Location identification data
┌──
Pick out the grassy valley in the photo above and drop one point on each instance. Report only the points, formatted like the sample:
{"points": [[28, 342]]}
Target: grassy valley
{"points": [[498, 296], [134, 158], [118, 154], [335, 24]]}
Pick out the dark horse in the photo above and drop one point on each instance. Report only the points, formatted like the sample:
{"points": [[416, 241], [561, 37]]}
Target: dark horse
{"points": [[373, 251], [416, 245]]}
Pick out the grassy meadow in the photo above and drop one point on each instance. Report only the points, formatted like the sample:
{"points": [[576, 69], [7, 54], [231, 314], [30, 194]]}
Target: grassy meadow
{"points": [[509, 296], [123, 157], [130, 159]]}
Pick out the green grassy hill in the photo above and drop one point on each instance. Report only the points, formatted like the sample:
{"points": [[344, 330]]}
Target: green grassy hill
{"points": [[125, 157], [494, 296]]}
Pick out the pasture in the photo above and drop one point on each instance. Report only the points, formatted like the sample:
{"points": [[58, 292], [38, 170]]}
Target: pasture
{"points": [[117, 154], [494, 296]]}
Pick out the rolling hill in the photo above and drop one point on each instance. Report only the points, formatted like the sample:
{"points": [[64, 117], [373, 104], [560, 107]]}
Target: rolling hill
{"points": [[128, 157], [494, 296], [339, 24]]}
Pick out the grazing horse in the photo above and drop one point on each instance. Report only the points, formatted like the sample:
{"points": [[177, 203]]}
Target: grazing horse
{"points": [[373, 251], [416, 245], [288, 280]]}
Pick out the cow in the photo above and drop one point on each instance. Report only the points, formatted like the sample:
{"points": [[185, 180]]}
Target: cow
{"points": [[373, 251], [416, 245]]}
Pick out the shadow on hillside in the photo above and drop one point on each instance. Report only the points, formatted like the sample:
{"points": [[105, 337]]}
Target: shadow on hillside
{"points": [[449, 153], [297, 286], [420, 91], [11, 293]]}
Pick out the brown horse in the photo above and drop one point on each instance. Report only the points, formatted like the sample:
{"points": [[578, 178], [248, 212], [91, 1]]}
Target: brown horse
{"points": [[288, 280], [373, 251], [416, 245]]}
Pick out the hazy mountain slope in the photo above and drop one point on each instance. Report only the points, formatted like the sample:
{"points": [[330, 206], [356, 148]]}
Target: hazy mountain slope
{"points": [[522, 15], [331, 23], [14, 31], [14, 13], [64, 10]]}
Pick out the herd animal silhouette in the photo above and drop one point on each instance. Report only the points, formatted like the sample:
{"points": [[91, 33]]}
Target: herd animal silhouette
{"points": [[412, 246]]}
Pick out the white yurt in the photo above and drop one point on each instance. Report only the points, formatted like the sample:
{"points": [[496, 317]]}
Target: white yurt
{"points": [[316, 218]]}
└──
Prompt. Copy every line of the data above word for word.

Answer for the task.
Pick out the grassy valley in the photo above and drop one point on each instance. Report only the points, formatted like the sample:
{"points": [[28, 342]]}
Target: grassy valley
{"points": [[498, 296], [134, 158], [118, 154], [335, 24]]}
Pick out the dark horse in the photo above and drop one point on each instance. Report only the points, formatted like the sample:
{"points": [[416, 241], [561, 37]]}
Target: dark horse
{"points": [[373, 251], [416, 245]]}
Pick out the grassy meadow in the photo above and drop one point on each instance. Report only the points, formatted like the sample:
{"points": [[576, 69], [7, 54], [231, 314], [30, 194]]}
Target: grassy meadow
{"points": [[509, 296], [123, 157], [130, 159]]}
Pick out the green grassy hill in the photo above and drop one point on each instance. Report only the points, formatted like the sample:
{"points": [[344, 330]]}
Target: green grassy hill
{"points": [[125, 157], [494, 296]]}
Pick out the pasture in the photo above and drop one point on each instance. Report only the points, formatted like the sample:
{"points": [[58, 292], [38, 170]]}
Target: pasture
{"points": [[117, 154], [494, 296]]}
Pick out the rolling hill in the photo above and drop one point on each instance. Report only the points, formatted like the sample:
{"points": [[64, 117], [373, 104], [560, 107]]}
Target: rolling hill
{"points": [[128, 157], [494, 296], [339, 24]]}
Pick out the grazing horse in the photo above and drop one point on each instance. Report only the points, formatted like the sample:
{"points": [[177, 203]]}
Target: grazing horse
{"points": [[373, 251], [416, 245], [288, 280]]}
Pick out the cow in the photo above and drop one point on each instance. Report only the points, formatted like the sample:
{"points": [[185, 180]]}
Target: cow
{"points": [[373, 251], [416, 245]]}
Pick out the shadow on hillside in the photo above and drop one point on each instance. Report only the points, formatted like the sample:
{"points": [[105, 337]]}
Target: shadow on hillside
{"points": [[449, 153], [297, 286], [420, 91], [11, 293]]}
Pick out the brown horse in the photo above and drop one point on each instance. Report only the points, formatted like the sample:
{"points": [[578, 178], [248, 212], [91, 1]]}
Target: brown horse
{"points": [[288, 280], [373, 251], [416, 245]]}
Pick out the hazy mountain slope in the photo above and drop one point on each instance. Report only the points, formatted like the sample:
{"points": [[330, 206], [356, 148]]}
Target: hazy mountain slope
{"points": [[522, 15], [331, 23], [14, 31], [14, 13], [64, 10]]}
Pick out the herd animal silhouette in the photo above and drop one point on each instance. Report only the points, formatted like the sample:
{"points": [[91, 33]]}
Target: herd animal silhouette
{"points": [[412, 246]]}
Pick out the white yurt in the photo above and drop one point on each instance. Report only the points, formatted like the sample:
{"points": [[496, 317]]}
Target: white yurt
{"points": [[316, 218]]}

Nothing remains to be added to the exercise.